Exercise description – Find every line below that contains the string "positive", treating uppercase and lowercase as different, and copy each of those lines in full.

Data extract –
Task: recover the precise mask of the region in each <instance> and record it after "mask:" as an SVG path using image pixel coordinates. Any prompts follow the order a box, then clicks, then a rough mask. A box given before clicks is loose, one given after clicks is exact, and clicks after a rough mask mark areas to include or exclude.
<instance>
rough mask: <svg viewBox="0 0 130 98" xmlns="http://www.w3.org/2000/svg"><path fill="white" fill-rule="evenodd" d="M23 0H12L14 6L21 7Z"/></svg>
* * *
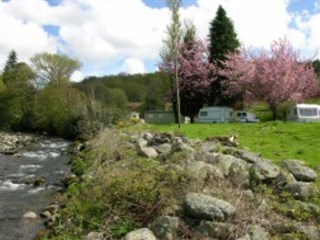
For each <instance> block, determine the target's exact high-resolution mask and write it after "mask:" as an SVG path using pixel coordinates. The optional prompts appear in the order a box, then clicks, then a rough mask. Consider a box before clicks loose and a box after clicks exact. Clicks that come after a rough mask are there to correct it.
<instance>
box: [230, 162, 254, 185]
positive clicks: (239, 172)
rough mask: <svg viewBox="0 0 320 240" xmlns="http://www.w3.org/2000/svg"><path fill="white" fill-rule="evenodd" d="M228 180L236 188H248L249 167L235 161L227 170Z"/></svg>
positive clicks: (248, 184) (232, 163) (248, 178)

Answer below –
positive clicks: (239, 172)
positive clicks: (248, 184) (232, 163) (248, 178)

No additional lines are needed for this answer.